QUOTED TEXT:
The principal question in this case is one of fact. The evidence was very conflicting, whether the plaintiff or his agent took the assignment of the mortgage as a bona fide one, or whether they knew it was drawn to a third party, to be assigned to plaintiff upon an usurious rate of interest. The court below has found that the plaintiff took the same, believing it to be a bona fide existing mortgage.
We cannot reverse this finding. The mortgagor and her husband both swore to an affidavit, as to the validity of the mortgage, the husband at the time, and the wife within an hour afterward, and before the payment of but $500 of the purchase-price.

ITEMS:
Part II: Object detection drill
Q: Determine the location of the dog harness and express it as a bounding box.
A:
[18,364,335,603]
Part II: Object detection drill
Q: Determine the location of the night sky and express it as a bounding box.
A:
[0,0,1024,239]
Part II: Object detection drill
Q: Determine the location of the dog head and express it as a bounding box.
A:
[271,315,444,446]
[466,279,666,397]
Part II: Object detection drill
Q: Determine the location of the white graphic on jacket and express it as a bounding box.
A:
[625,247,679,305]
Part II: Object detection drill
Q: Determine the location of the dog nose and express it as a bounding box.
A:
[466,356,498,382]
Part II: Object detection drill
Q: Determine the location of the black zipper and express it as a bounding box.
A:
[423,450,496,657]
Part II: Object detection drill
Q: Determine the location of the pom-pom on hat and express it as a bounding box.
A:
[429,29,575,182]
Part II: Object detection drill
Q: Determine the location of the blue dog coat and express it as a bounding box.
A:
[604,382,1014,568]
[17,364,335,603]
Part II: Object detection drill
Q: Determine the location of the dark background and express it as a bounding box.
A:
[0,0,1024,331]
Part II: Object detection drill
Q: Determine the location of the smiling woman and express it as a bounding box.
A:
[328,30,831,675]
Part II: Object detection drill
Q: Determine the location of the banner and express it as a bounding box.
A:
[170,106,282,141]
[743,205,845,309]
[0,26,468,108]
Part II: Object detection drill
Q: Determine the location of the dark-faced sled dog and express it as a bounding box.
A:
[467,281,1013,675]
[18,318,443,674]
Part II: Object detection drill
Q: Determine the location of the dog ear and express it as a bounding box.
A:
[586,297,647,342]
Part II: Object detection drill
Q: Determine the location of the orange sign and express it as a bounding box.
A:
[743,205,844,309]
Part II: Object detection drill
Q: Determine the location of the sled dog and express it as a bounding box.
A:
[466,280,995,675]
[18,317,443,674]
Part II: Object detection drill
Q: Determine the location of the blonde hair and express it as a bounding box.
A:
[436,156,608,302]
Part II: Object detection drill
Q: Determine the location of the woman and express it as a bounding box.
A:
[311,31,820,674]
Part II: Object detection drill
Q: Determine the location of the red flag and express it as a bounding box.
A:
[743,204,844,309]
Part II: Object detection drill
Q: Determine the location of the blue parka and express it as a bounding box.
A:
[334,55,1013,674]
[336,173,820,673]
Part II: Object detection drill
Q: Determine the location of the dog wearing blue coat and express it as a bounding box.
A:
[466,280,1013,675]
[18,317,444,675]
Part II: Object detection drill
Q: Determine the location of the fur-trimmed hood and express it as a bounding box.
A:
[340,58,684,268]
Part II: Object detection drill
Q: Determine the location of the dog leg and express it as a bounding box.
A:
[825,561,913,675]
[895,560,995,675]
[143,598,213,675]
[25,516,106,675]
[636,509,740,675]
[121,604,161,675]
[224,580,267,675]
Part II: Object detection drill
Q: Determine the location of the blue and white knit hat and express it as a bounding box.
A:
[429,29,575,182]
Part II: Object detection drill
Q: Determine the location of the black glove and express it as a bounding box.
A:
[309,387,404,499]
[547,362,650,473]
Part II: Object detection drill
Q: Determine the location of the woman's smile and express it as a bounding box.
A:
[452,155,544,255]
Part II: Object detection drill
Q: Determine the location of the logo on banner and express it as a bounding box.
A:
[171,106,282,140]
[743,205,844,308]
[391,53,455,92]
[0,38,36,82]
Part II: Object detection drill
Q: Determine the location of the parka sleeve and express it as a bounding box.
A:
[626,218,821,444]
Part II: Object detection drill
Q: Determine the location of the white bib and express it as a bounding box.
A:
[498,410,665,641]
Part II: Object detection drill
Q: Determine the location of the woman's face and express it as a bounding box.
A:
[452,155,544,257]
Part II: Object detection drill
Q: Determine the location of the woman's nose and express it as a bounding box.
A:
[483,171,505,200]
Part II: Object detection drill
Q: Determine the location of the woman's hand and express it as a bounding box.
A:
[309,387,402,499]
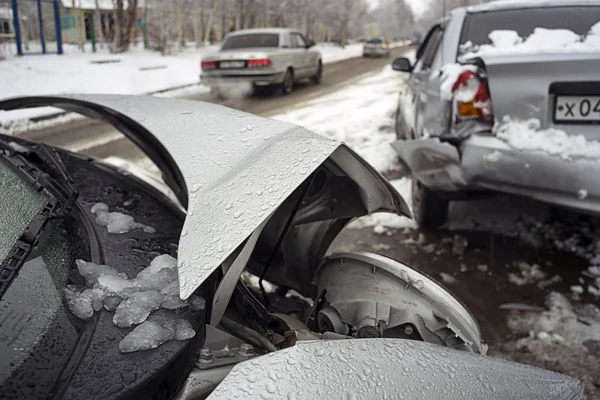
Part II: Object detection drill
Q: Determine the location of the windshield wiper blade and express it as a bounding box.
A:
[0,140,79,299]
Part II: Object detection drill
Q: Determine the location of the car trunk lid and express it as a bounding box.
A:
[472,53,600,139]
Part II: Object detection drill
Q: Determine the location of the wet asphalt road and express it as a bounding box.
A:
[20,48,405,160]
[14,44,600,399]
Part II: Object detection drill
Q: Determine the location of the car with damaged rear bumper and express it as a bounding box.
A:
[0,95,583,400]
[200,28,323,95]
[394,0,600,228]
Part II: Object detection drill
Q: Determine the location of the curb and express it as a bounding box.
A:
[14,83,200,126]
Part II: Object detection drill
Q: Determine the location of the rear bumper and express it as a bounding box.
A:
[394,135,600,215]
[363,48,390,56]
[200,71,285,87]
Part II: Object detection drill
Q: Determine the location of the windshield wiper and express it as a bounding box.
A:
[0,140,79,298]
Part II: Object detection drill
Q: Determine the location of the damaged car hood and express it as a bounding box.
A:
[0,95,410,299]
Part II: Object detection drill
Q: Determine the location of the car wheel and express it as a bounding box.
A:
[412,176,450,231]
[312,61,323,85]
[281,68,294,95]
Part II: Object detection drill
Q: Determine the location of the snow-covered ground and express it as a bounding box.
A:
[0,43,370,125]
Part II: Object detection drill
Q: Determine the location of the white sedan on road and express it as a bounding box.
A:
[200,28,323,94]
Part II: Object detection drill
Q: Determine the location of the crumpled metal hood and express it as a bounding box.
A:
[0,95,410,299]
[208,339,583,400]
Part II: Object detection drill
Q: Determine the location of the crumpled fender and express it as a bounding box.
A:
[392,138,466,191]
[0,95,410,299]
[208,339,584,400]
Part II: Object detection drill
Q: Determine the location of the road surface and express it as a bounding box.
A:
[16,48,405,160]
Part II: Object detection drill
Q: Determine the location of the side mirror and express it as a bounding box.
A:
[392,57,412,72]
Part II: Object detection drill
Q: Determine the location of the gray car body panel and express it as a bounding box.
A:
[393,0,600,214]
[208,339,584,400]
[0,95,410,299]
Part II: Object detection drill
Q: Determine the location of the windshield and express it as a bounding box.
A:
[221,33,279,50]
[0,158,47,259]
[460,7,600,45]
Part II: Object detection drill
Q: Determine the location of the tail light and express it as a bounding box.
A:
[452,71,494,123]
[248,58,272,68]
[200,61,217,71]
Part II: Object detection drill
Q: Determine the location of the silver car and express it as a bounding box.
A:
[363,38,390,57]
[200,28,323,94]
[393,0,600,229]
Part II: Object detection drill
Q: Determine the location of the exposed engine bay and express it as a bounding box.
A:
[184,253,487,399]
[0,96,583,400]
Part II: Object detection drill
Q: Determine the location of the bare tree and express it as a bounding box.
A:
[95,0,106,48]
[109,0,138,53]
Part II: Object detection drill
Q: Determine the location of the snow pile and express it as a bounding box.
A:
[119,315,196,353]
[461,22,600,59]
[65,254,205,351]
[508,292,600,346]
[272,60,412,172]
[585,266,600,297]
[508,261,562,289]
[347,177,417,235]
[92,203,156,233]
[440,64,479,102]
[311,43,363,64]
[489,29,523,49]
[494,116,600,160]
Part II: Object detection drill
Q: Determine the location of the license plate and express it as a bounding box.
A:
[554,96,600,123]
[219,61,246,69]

* * *

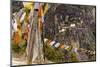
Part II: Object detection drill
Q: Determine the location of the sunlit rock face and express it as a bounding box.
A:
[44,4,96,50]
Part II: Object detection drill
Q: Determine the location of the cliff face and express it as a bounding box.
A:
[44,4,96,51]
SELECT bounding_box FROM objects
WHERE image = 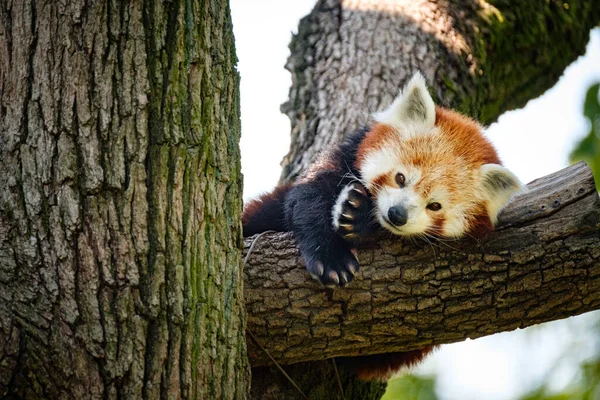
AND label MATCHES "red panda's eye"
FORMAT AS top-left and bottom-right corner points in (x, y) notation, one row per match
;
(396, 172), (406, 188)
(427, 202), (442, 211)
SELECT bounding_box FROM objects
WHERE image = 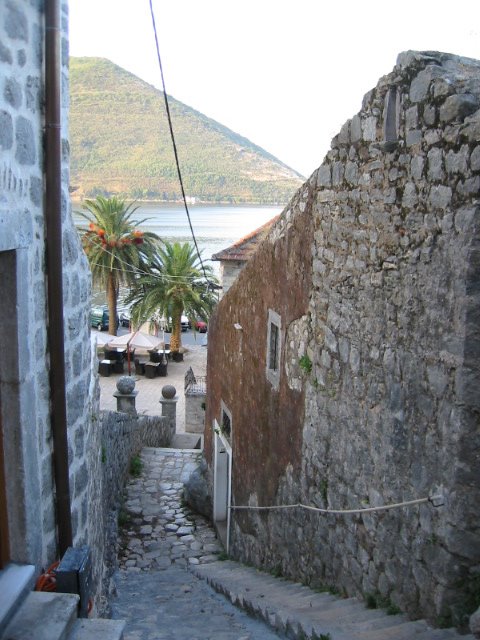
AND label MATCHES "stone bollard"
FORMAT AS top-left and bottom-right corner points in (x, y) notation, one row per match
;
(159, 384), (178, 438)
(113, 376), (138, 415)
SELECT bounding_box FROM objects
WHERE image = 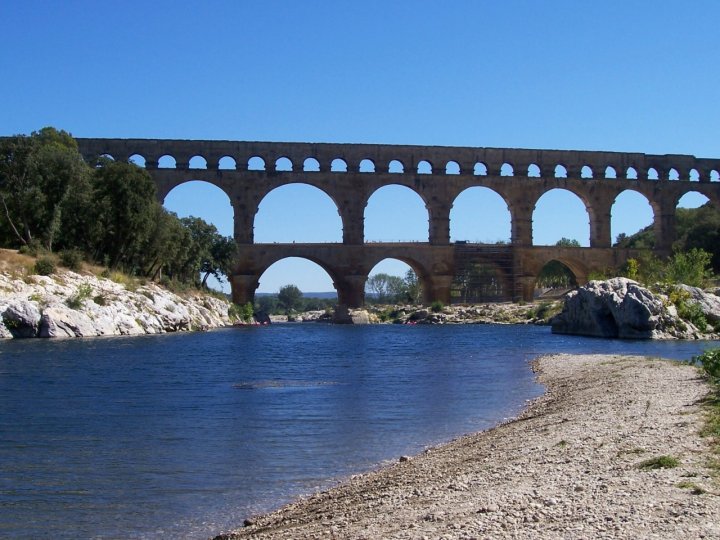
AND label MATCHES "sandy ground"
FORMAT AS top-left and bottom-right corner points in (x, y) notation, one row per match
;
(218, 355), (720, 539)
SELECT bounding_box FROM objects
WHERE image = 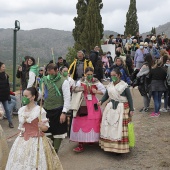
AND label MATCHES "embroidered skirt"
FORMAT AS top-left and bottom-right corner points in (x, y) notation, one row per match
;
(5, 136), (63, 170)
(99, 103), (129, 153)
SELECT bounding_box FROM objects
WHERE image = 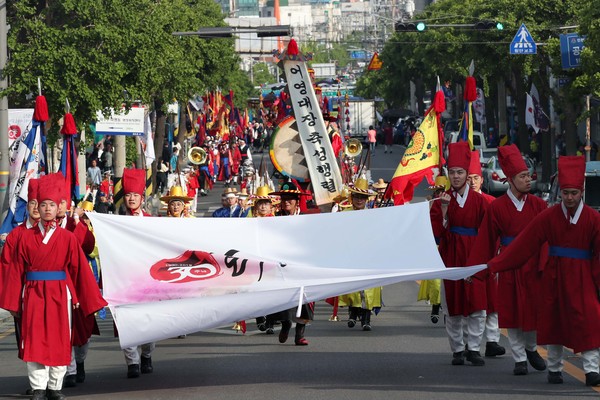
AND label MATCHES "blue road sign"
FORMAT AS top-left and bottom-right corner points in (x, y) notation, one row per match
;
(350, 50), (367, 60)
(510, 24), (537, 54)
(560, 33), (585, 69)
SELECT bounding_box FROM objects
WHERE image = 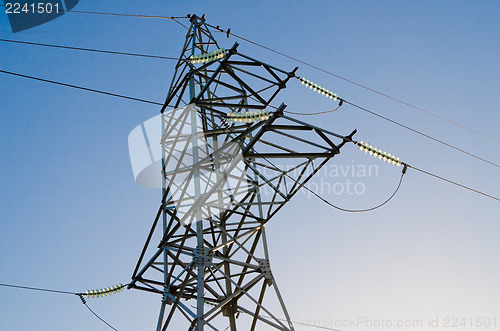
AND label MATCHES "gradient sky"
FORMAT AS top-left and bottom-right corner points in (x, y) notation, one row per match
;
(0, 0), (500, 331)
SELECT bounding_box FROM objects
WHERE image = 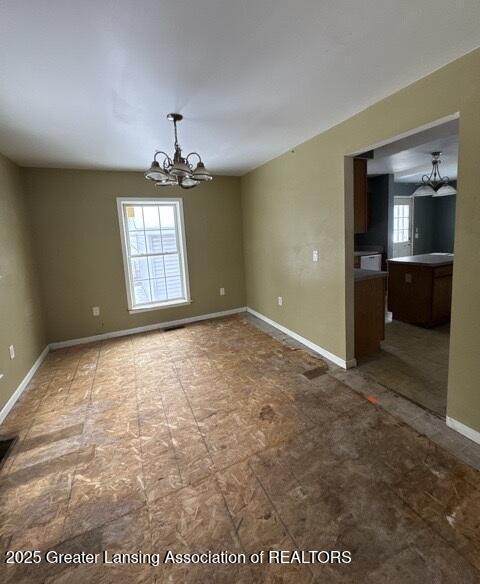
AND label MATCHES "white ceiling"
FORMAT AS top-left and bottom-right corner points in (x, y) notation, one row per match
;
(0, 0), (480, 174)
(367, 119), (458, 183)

WORK TO DO:
For each statement, answer yes or no on whether it agrees with the court opinion, and quote the exact words that decide it: (a) The court below found that the plaintiff believed the mortgage was a bona fide existing one. (b) The evidence about whether the plaintiff took the assignment in good faith was consistent. (c) The wife swore to the affidavit at the same time as her husband. The records have nothing to do with the court opinion.

WRITTEN RESPONSE:
(a) Yes: "The court below has found that the plaintiff took the same, believing it to be a bona fide existing mortgage."
(b) No: "The evidence was very conflicting"
(c) No: "the husband at the time, and the wife within an hour afterward"